* [AIM]: Render all of the entries below as a numbered list, omitting any blank lines.

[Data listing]
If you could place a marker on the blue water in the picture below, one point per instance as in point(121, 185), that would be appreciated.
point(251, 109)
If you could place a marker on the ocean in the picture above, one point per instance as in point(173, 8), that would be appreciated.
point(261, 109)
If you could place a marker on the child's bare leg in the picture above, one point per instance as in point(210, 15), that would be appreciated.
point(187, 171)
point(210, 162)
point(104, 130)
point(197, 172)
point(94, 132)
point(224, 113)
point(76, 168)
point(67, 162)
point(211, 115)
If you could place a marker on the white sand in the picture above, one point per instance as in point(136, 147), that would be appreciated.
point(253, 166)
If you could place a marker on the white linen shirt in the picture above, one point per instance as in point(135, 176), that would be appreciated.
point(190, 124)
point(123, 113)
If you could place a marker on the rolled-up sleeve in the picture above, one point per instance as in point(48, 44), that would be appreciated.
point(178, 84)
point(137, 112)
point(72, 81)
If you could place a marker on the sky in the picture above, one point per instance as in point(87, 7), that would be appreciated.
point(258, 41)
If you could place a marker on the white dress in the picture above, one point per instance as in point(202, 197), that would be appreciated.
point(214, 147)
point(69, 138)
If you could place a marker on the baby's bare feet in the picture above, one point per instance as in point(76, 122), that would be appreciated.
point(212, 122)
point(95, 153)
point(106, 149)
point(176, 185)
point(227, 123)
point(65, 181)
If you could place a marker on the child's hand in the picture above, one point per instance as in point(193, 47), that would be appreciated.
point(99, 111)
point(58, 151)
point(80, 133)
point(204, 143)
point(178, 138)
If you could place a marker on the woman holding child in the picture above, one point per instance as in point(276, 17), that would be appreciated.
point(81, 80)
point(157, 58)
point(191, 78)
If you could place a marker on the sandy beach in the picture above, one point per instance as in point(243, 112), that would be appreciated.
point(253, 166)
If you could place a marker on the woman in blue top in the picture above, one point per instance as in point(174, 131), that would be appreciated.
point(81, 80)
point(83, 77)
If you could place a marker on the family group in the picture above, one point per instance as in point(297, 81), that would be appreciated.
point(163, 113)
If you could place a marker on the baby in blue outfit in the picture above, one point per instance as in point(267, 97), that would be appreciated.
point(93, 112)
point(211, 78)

* [RESPONSE FOR THIS EXERCISE]:
1. If you could place a marker on the blue water in the picture below, one point per instance as in point(121, 185), that would be appreciated.
2. point(251, 109)
3. If you could place a marker on the ocean in the picture above, one point per instance as in point(173, 8), that would be appreciated.
4. point(261, 109)
5. If you could place a marker on the child's bare leg in the picture above, one point per instance as in point(210, 15), that would be appreciated.
6. point(187, 171)
7. point(210, 162)
8. point(104, 130)
9. point(197, 172)
10. point(94, 132)
11. point(224, 113)
12. point(76, 168)
13. point(67, 162)
14. point(211, 115)
15. If you could place a marker on the white sand in the picture above, one point per instance as in point(136, 147), that would be appreciated.
16. point(253, 166)
17. If you could place a marker on the white linen shirt in the picture above, one point per instance as in point(135, 176), that would be appreciated.
18. point(190, 124)
19. point(123, 113)
20. If you could place a marker on the rolled-up sleeve in the picture above, one point per instance as in point(48, 44), that would be appreciated.
21. point(178, 84)
22. point(137, 112)
23. point(72, 81)
24. If you could place a marker on the sky in the picture above, one point per instance as in point(87, 7), that would be appreciated.
25. point(258, 41)
26. If you could place a marker on the white dress in the picture above, one point per instance as in point(202, 197), that would be appreciated.
27. point(214, 147)
28. point(69, 138)
29. If you could place a marker on the baby's bare feet in the picture above, one point per instance as in point(76, 122), that would be appreciated.
30. point(212, 122)
31. point(95, 153)
32. point(106, 149)
33. point(176, 185)
34. point(227, 123)
35. point(65, 181)
36. If you could place a marker on the child's hand in the picture above, one point per instance as in point(193, 47), that would be appreciated.
37. point(99, 111)
38. point(58, 151)
39. point(80, 133)
40. point(204, 143)
41. point(178, 138)
42. If you could place a marker on the woman holding child in the picture above, one point per instance as in point(276, 17), that would be appreciated.
43. point(81, 80)
44. point(157, 58)
45. point(191, 78)
46. If you could place a marker on the sandy beach in the picture above, one point per instance as in point(243, 112), that would be appreciated.
47. point(253, 166)
48. If you could place a marker on the woman in blue top in the picture above, one point per instance as in point(174, 131), that would be appreciated.
49. point(81, 80)
50. point(83, 77)
51. If you could place a marker on the family group in the picture above, one point per instance as in point(297, 81), that would be appreciated.
52. point(163, 113)
53. If you could place a marker on the baby in blue outfit in the picture above, one point per instance as in point(267, 97), that would be appreciated.
54. point(93, 112)
55. point(211, 78)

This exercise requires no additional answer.